_Brano da leggere:_
.....

Secondo un’indagine di Oxford, i videogiochi possono avere un effetto positivo sulla salute mentale degli individui se i soggetti esprimono un desiderio di giocare privo di costrizioni esterne – come il bisogno di fuggire da una situazione stressante – e se si tratta di ambienti che prevedono l’interazione con altri giocatori.
La ricerca si è basata sui dati di gioco forniti dalle compagnie Nintendo America e Electronic Arts, concentrandosi su Animal Crossing New Horizons e Plants vs Zombies: Battle for Neighborville. Ai giocatori presi in esame veniva chiesto di descrivere il proprio stato d’animo nell’arco di due settimane.

.....

_Estratti del dataset:_
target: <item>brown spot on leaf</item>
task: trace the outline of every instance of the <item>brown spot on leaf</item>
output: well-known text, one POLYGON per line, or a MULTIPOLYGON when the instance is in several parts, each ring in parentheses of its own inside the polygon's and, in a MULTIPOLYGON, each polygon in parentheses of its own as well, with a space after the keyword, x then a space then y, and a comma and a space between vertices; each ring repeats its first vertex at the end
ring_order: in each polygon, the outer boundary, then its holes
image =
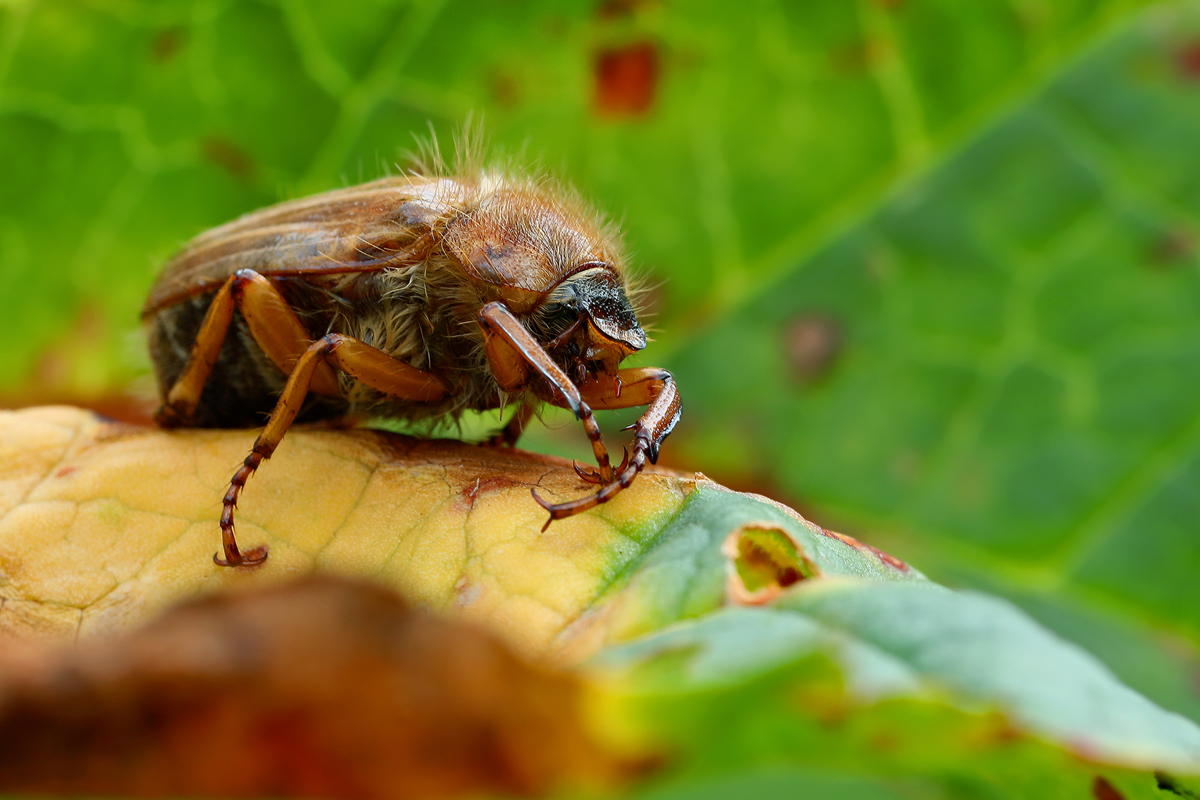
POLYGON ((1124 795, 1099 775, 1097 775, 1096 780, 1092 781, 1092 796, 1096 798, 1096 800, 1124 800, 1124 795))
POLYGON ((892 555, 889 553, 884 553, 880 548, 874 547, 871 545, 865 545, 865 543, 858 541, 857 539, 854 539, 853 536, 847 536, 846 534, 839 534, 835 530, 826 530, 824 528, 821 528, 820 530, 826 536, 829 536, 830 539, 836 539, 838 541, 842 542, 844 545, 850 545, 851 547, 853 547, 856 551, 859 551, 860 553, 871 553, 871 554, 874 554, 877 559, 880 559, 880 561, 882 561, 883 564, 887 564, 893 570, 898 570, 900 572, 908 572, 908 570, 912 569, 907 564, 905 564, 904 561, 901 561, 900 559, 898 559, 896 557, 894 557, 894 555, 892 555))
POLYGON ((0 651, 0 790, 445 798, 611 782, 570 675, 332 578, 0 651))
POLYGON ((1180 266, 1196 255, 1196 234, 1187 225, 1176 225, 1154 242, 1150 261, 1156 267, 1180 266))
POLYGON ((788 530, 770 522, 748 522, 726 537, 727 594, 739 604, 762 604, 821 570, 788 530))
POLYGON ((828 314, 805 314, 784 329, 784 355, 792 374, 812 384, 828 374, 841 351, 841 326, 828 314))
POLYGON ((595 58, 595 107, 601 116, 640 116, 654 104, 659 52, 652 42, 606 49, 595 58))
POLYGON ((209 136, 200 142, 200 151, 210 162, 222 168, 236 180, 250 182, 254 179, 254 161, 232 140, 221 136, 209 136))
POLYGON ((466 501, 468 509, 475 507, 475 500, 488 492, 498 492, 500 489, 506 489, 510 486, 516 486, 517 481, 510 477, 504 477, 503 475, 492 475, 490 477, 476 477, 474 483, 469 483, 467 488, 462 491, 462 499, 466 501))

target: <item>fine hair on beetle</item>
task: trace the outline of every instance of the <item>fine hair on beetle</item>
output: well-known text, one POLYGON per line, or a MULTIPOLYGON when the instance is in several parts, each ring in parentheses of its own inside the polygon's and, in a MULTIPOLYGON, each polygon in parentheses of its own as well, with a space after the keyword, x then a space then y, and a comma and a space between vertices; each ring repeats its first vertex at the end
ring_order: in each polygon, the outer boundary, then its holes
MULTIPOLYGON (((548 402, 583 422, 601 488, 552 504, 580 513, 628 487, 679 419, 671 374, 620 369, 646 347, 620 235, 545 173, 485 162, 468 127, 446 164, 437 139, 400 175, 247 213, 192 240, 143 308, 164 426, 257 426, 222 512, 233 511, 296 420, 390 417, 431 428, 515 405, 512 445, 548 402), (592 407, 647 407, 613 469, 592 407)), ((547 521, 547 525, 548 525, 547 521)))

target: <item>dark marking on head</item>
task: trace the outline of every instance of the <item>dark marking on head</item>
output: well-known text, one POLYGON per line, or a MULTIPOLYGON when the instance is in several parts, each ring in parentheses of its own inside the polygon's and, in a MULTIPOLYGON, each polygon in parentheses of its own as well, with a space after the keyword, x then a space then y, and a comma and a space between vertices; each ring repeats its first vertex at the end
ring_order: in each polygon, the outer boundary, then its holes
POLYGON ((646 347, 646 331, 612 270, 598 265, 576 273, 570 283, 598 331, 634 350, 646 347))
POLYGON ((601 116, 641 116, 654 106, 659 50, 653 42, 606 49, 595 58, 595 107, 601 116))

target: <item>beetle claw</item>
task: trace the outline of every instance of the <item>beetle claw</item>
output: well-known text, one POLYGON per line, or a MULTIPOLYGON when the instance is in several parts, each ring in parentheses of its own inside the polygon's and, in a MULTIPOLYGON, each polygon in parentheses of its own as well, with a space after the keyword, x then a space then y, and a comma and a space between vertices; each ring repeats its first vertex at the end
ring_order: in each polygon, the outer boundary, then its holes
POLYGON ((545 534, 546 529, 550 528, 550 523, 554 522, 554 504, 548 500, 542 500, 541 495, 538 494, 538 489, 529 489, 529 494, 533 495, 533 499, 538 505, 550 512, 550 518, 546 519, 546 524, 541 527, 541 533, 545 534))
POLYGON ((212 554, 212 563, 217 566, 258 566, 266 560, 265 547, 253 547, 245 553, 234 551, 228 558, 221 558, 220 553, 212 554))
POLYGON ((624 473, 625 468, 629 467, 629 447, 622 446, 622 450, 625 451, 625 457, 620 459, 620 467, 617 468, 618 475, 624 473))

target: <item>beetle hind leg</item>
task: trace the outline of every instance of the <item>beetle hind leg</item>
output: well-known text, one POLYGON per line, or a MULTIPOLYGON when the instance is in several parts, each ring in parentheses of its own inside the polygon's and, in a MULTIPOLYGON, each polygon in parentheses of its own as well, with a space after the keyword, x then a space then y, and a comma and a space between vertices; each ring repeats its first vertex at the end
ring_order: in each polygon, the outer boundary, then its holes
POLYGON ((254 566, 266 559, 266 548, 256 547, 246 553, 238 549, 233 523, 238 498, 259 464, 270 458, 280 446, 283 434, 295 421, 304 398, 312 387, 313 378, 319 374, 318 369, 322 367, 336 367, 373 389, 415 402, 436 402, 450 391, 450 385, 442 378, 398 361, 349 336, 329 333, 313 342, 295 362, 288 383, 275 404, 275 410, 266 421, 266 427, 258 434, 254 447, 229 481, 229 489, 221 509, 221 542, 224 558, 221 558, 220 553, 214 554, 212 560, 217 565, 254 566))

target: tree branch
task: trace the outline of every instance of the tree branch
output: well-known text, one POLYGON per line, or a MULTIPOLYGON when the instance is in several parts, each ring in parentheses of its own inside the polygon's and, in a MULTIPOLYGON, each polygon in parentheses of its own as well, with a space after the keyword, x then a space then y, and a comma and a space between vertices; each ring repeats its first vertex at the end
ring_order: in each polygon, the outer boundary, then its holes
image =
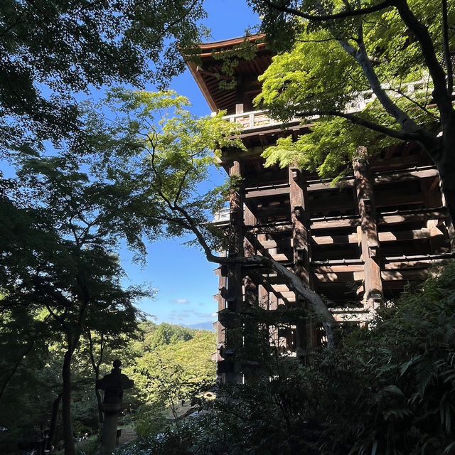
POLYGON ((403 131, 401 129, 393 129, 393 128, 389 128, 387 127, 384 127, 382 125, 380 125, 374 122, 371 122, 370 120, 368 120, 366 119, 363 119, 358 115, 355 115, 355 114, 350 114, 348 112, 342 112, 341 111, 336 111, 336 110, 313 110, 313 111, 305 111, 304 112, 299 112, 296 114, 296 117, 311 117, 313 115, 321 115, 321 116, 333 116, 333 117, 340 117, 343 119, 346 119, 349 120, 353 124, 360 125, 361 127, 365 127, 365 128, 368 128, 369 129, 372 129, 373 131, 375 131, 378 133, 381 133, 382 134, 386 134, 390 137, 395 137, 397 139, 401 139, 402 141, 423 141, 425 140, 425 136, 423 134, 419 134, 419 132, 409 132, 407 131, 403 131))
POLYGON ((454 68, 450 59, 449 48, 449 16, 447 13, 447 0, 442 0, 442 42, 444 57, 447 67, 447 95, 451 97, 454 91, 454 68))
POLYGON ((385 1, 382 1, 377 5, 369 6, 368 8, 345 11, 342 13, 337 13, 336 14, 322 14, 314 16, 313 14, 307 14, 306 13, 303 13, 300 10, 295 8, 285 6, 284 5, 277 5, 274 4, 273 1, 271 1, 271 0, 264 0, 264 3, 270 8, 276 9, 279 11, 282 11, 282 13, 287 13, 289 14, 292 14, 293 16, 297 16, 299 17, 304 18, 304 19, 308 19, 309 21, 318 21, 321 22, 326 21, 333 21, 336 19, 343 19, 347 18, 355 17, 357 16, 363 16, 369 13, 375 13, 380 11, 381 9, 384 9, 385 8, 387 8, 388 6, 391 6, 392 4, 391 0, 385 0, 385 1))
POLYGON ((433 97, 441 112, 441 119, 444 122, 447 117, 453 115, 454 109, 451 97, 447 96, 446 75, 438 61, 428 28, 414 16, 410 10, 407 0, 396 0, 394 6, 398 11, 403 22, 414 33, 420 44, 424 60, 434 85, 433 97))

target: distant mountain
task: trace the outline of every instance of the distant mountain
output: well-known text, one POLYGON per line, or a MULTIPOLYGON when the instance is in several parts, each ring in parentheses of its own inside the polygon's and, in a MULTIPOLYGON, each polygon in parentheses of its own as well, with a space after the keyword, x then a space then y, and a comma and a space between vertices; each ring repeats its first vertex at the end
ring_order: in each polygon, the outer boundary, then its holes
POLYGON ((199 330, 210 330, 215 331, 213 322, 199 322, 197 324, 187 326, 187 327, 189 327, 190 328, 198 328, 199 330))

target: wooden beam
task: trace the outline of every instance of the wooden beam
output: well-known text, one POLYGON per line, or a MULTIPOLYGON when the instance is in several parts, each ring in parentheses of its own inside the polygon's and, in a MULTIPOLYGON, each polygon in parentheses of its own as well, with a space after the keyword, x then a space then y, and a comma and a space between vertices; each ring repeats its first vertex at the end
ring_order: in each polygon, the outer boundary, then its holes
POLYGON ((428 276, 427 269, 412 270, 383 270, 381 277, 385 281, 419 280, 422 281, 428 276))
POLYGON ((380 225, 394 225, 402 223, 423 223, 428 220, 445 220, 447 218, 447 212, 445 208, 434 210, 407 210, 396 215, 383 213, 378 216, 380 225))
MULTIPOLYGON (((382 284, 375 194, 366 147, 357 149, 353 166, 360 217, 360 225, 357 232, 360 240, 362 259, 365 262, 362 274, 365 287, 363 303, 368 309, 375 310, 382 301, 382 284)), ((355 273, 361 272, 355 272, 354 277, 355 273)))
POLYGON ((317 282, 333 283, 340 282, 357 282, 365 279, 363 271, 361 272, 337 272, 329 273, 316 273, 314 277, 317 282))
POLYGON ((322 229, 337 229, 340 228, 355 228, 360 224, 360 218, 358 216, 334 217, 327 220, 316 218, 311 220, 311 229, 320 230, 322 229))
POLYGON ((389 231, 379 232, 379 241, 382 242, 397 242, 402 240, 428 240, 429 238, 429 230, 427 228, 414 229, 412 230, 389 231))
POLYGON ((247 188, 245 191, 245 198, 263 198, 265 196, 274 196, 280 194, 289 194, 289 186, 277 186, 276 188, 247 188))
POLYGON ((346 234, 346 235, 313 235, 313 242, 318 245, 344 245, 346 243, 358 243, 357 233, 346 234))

.....

_Elenco dei compiti:_
[a] Ricopia dal brano sui videogiochi tutto il testo compreso tra "La ricerca si" e "di due settimane.", incluse queste parole.
[b] Secondo il brano sui videogiochi, per quanto tempo i giocatori esaminati dovevano descrivere il proprio stato d'animo?

_Risposte ai compiti:_
[a]
La ricerca si è basata sui dati di gioco forniti dalle compagnie Nintendo America e Electronic Arts, concentrandosi su Animal Crossing New Horizons e Plants vs Zombies: Battle for Neighborville. Ai giocatori presi in esame veniva chiesto di descrivere il proprio stato d’animo nell’arco di due settimane.

[b] Nell'arco di due settimane.